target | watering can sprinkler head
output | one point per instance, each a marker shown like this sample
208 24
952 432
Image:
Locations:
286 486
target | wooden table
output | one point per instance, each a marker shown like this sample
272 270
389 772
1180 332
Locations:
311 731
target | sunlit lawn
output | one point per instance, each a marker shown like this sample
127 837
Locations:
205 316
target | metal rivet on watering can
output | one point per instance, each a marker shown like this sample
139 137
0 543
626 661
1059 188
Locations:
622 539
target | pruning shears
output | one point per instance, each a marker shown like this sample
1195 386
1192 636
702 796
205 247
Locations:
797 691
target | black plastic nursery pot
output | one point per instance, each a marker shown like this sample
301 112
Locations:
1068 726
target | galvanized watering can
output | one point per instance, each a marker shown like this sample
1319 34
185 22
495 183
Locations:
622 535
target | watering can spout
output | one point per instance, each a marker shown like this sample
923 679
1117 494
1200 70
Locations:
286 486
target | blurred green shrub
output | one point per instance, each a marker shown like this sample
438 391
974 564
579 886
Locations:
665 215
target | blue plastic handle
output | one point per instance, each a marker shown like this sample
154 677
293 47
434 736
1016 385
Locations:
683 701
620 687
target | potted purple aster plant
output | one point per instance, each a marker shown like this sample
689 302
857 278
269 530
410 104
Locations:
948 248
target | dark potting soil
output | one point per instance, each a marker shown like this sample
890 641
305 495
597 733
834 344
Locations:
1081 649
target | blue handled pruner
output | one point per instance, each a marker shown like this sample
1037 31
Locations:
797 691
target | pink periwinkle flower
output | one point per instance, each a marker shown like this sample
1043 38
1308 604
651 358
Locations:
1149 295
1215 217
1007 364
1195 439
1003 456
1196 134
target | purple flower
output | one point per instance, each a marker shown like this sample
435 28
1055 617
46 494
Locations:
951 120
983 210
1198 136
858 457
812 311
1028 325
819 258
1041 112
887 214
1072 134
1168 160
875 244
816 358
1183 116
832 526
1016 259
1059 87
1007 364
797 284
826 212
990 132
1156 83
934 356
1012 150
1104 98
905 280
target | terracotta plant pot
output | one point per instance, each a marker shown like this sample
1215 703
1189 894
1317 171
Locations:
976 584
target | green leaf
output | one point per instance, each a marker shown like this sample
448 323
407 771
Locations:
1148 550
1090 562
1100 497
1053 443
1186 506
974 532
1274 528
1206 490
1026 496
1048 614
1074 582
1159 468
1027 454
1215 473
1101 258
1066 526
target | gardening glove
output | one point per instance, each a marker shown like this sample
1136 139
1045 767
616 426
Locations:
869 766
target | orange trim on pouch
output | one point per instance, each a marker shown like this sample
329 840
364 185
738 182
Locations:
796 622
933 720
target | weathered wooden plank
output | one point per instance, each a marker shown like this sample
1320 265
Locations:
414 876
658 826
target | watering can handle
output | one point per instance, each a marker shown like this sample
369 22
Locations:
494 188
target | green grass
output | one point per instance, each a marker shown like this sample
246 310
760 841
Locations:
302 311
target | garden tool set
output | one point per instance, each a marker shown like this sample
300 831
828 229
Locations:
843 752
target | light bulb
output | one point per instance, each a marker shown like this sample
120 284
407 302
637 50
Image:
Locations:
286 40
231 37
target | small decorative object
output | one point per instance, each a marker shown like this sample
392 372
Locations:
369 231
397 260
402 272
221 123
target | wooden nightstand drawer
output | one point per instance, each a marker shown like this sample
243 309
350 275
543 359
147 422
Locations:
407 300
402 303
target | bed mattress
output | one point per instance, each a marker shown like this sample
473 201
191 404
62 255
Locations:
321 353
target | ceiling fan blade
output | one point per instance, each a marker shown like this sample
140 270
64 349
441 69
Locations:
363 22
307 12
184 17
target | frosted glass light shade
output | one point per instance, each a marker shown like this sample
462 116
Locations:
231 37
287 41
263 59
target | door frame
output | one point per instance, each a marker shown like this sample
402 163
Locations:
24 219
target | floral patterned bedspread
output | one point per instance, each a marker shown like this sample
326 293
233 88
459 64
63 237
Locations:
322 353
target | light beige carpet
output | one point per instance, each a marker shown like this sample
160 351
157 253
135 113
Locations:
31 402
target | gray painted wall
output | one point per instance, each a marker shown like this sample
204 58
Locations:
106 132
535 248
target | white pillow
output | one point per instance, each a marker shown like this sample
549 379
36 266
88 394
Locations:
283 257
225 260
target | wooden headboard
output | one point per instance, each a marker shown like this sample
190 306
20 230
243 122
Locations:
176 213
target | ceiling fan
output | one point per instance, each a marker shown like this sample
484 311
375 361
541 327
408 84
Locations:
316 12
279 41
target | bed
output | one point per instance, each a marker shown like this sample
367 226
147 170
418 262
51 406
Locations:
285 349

- [DIRECTIONS FOR THIS TASK] Write the entries again, exactly as they stand.

- [FINISHED EXERCISE]
target | watering can sprinkler head
output | one point per instance, each a marker shown like this sample
208 24
952 432
Image:
Locations:
286 486
target | wooden table
output | one point per instance, each a marker shown like this sample
272 270
389 772
1180 332
Locations:
311 731
target | sunlit lawn
output | one point per instance, each a marker shown like this sample
127 837
Locations:
205 316
target | metal rivet on watering can
output | one point per instance, each a marker shown like this sample
139 137
0 543
626 661
1059 188
Locations:
622 539
target | pruning shears
output | one point per instance, each a marker shown like this sample
1195 386
1192 636
702 796
205 247
Locations:
797 691
target | black plastic nursery pot
output | one point per instance, each a marker shown like this sample
301 112
Locations:
1068 726
target | galvanized watering can
output | one point per instance, each a marker shown like this sample
1319 34
185 22
495 183
Locations:
622 535
target | watering can spout
output | one point per instance, each a marker shown like this sample
923 679
1117 494
1200 70
Locations:
286 486
target | blurred green shrub
output | one point per instance, each a marker shown like this sample
438 391
974 564
579 886
Locations:
665 215
target | blue plastic handle
output | one point per instance, each a marker shown like this sample
154 677
293 47
434 736
1016 385
Locations:
683 701
620 687
target | potted purple aster plant
output | one point per instance, each a marker shown like this sample
689 302
857 278
269 530
410 104
Locations:
948 248
target | dark potting soil
output | one point per instance, each a marker shown like this sample
890 641
305 495
597 733
834 344
Locations:
1081 649
target | blue handled pruner
output | one point per instance, each a marker shown like this sample
1037 31
Locations:
797 691
target | pink periwinkle flower
output | one point per instance, each a marker shown like this sample
1043 38
1308 604
651 358
Locations:
1149 295
1215 217
1007 364
1195 439
1003 456
1196 134
target | purple flower
output | one point per instance, each a marker shown like this sample
435 28
1055 617
46 494
Locations:
951 120
983 210
1198 136
858 457
812 311
1028 325
819 258
1041 112
887 214
1072 134
1168 160
875 244
816 358
1183 116
832 526
1016 259
1059 87
1007 364
797 284
826 212
990 132
1156 83
934 356
1012 150
1104 98
905 280
target | terracotta plant pot
output | one point per instance, each a marker shown like this sample
1215 703
1189 894
1317 171
Locations:
976 584
target | green leaf
output | one point per instance, each a marker shown like this sample
448 323
407 771
Locations:
1148 550
1090 562
1100 497
1053 443
1186 506
974 532
1274 528
1206 490
1026 496
1048 614
1074 582
1159 468
1027 454
1215 473
1101 258
1066 526
target | gardening glove
output | one point per instance, each a marker shown like this sample
1136 139
1045 767
616 426
Locations:
869 766
target | orange trim on pouch
output | one point per instance, each a marker shown like this sample
329 840
364 185
738 182
Locations:
796 622
933 720
target | weathered wooden plank
output | one point per instance, each a marker shown like this sample
1320 265
Locations:
414 876
658 826
target | watering can handle
output | one point per instance, each a marker shown like this sample
369 22
Locations:
494 188
target | green grass
output | one point per instance, each a marker shown like this sample
246 310
760 841
Locations:
302 311
target | garden tool set
output | one point per instance, each a marker shown like this sample
300 831
828 229
Locations:
843 752
target | light bulb
output | one point per instance, each a marker shown like this sample
120 284
407 302
637 50
Image:
Locations:
286 40
231 37
target | small decorative object
output | one point per instance, each a marker shown like this sample
392 372
Locations:
369 231
397 260
402 272
221 123
target | wooden nightstand drawer
output | one point per instance, each a marker shown like this sample
243 309
350 275
543 359
147 422
Locations:
407 300
402 303
target | bed mattress
output | one point per instance, each a marker shown like this sample
473 201
191 404
62 255
Locations:
321 353
target | ceiling fan blade
output | one point per instance, each a marker shown like this sample
140 270
64 349
441 69
Locations:
363 22
307 12
184 17
target | frosted glass light shade
output | one point per instance, each a marker shown like this sample
462 116
Locations:
231 37
287 41
263 59
target | door frame
output | one point per instance, each a marker shown like this sample
402 163
Locations:
24 219
target | floral patterned bedspread
output | one point per instance, each a marker shown like this sample
326 293
233 88
459 64
63 237
Locations:
322 353
target | light beige carpet
output | one point per instance, each a marker shown like this sample
160 351
157 253
135 113
Locations:
31 402
target | gray painted wall
output | one point per instance, each a marker shown like this sample
204 58
Locations:
106 132
535 248
target | white pillow
output | one point per instance, each a marker shown like this sample
549 379
36 266
88 394
Locations:
283 257
225 260
target | wooden headboard
output | one point per instance, each a marker shown like this sample
190 306
20 230
243 122
Locations:
176 213
target | ceiling fan
output | one point per instance, each a marker shown like this sample
484 311
375 361
541 327
408 84
Locations:
316 12
279 41
target | bed
output | one point per instance, each a marker shown like this sample
367 226
147 170
418 262
51 406
Locations:
285 349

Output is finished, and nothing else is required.